[The request]:
Locate each line in the entries below that contains the word "illuminated" and copy those lines, treating uppercase and lowercase as different.

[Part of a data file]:
==========

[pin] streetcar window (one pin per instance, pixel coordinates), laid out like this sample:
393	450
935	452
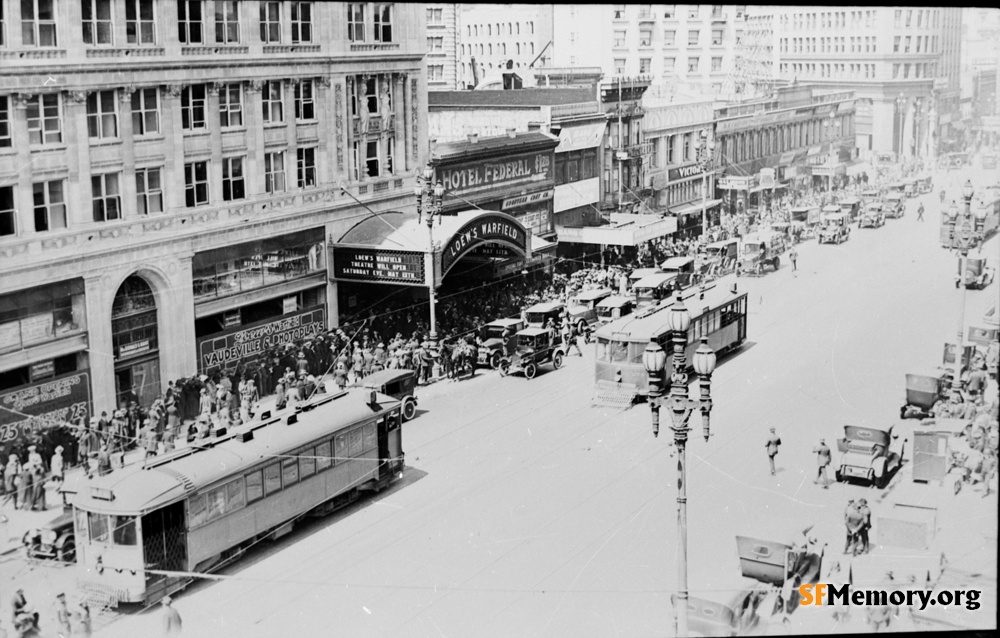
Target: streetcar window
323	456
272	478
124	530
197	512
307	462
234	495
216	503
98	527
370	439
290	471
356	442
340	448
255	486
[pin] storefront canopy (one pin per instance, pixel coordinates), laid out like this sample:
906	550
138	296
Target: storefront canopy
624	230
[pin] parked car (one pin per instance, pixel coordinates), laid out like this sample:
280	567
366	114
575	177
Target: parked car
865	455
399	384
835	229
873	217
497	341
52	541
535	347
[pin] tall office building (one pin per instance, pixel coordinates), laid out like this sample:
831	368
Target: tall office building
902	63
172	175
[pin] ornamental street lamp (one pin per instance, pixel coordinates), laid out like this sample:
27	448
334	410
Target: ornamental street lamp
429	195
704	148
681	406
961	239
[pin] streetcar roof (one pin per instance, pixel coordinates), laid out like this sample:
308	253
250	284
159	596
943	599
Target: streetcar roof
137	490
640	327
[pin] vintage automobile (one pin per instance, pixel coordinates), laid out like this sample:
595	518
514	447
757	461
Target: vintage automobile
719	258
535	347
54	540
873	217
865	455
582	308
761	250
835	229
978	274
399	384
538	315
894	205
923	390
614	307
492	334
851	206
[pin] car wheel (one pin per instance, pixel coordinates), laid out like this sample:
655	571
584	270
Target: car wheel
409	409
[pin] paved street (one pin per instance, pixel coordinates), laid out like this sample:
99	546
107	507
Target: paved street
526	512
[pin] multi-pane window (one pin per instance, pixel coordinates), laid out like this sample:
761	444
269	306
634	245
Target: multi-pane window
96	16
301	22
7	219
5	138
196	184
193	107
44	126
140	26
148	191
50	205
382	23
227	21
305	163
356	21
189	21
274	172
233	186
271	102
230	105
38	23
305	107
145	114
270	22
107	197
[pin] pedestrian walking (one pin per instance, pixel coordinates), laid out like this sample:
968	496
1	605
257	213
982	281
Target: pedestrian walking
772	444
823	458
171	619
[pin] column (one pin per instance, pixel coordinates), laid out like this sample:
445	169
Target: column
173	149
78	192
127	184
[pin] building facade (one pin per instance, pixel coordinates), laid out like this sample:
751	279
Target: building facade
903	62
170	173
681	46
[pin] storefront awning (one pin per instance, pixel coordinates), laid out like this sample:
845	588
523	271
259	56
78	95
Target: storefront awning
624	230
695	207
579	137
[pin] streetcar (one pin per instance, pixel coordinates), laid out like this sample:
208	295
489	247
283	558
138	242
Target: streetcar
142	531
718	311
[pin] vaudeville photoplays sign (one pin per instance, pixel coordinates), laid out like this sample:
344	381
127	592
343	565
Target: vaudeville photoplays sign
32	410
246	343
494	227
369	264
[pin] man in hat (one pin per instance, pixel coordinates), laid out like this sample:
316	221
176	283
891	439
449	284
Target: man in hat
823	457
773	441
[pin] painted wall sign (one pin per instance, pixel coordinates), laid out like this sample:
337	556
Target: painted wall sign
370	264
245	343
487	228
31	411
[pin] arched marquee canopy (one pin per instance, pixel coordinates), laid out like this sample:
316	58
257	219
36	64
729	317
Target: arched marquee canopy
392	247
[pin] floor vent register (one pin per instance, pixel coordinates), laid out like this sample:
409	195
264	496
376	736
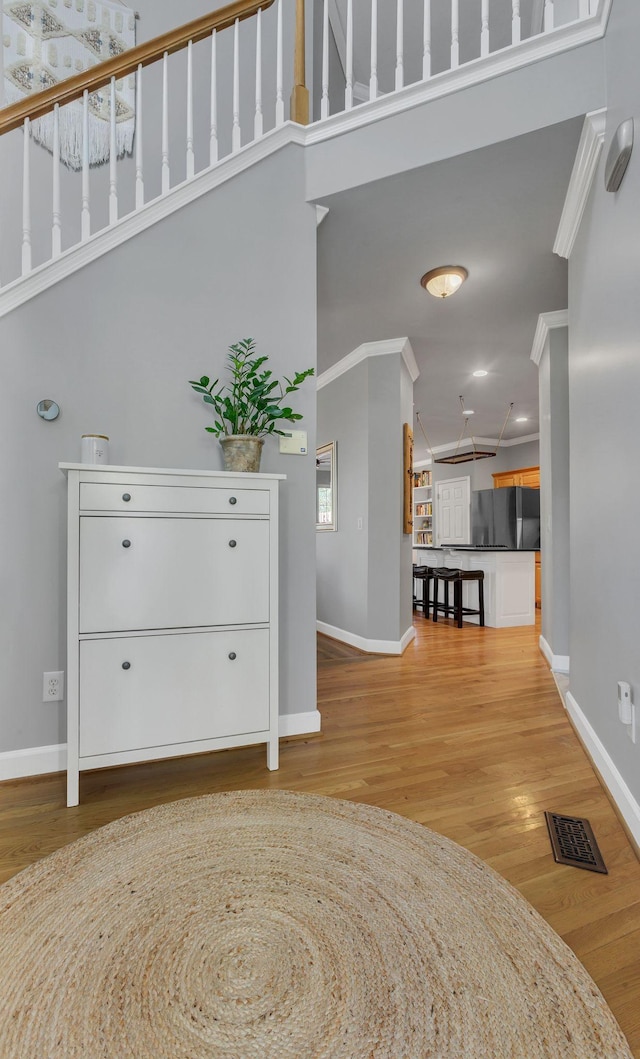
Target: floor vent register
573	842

==========

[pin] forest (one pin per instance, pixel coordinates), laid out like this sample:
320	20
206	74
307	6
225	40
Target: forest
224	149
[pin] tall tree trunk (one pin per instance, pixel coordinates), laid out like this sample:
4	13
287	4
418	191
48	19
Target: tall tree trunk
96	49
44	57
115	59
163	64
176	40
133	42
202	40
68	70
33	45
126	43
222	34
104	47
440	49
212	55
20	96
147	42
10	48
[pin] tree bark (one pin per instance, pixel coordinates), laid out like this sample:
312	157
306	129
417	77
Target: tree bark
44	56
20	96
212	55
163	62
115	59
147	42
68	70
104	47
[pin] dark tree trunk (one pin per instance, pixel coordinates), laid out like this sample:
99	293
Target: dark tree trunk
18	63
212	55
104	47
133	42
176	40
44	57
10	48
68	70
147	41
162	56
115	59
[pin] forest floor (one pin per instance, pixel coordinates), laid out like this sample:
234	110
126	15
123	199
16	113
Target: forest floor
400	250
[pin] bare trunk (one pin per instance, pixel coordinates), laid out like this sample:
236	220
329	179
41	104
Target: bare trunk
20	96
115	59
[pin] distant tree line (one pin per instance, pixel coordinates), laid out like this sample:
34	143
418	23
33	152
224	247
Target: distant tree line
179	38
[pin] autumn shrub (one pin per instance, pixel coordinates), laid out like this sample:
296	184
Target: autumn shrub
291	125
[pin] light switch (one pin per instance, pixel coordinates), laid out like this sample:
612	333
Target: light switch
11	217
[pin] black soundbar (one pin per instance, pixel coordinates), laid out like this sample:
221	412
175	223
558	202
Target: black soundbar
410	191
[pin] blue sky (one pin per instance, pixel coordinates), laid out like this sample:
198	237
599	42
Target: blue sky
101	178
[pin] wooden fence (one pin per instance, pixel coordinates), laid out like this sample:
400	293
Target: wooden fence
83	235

==========

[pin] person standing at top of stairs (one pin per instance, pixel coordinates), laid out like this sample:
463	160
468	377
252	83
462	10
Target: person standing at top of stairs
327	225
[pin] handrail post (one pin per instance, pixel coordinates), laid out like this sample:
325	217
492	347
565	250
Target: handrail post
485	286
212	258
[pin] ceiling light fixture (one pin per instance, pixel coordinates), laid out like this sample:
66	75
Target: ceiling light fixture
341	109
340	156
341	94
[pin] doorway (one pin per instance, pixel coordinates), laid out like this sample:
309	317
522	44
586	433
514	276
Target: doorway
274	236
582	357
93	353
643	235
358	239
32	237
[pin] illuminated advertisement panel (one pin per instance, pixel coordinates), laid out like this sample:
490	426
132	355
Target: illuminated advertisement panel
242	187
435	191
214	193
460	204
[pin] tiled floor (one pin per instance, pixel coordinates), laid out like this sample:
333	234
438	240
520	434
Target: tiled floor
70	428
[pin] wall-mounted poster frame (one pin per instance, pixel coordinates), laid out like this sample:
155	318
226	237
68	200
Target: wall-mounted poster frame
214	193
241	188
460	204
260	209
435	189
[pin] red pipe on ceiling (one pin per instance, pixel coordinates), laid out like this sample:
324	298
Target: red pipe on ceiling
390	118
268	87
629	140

==========

[Response]:
[pin] illuminated advertisement panel (one pin per instance, pixel coordinates), laid out like this sample:
Target: illuminated advertisement panel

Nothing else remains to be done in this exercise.